= REQUIREMENT =
Report, copied in full, each line of the data below that contains the word "window".

= DATA TO PROCESS =

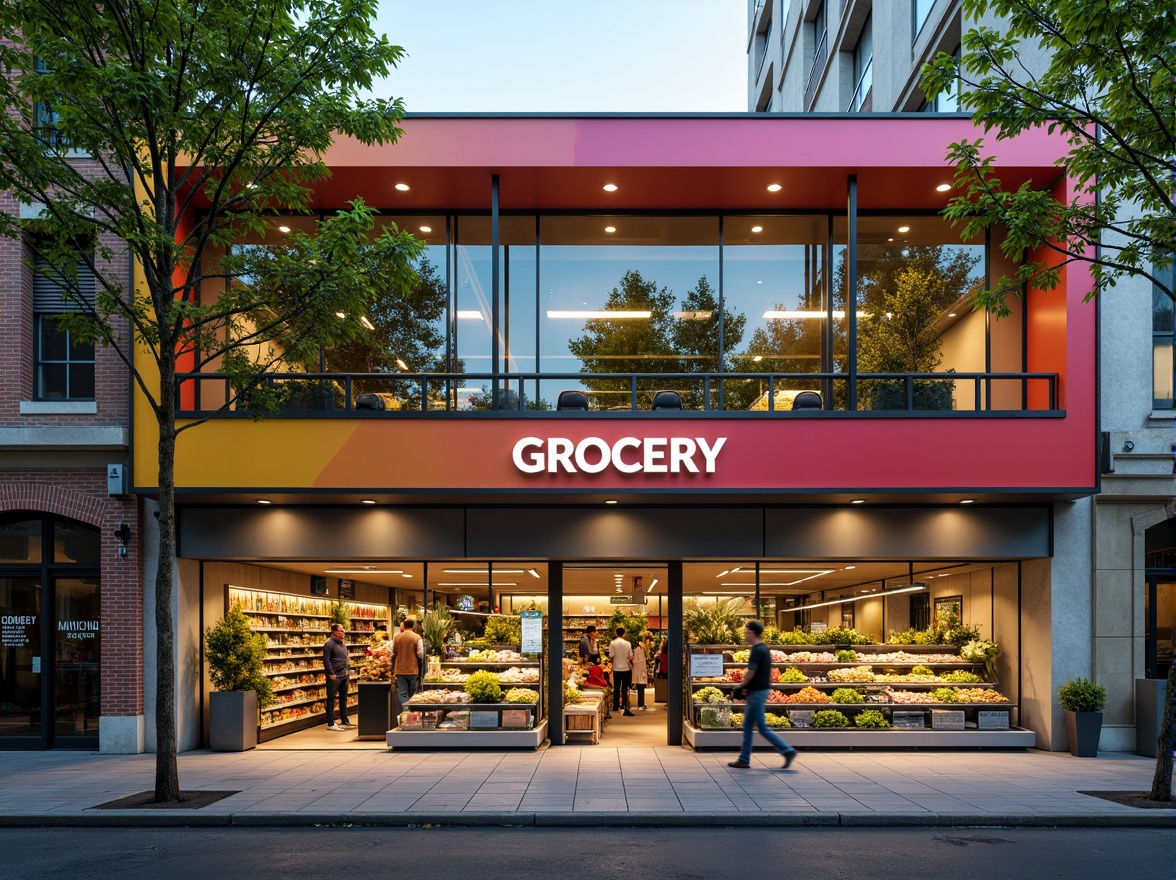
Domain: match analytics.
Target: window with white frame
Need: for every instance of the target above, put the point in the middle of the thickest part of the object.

---

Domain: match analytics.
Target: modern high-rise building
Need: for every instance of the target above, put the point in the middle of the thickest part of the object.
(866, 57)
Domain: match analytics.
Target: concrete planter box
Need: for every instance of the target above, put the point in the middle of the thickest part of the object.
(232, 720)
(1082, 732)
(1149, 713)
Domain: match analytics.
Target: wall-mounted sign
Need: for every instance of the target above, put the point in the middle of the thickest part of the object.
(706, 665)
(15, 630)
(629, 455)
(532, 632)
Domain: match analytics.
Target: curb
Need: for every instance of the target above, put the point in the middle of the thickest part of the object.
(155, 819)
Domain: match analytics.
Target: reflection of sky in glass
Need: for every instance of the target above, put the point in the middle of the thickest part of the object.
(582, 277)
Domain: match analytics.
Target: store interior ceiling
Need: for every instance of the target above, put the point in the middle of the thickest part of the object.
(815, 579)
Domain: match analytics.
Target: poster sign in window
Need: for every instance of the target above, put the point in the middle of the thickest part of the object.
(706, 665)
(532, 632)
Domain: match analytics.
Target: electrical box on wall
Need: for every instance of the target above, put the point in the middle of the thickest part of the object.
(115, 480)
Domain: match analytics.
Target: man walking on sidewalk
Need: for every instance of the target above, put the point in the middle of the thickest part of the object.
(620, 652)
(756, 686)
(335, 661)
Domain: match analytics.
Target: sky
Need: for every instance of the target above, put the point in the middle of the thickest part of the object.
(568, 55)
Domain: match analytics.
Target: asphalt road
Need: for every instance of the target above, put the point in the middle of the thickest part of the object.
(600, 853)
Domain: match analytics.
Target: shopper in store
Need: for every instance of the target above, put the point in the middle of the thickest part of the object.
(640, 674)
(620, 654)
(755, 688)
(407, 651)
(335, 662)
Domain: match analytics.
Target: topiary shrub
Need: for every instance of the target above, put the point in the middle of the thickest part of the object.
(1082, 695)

= RIGHT ANSWER =
Target: window with white frame
Target: poster sign in window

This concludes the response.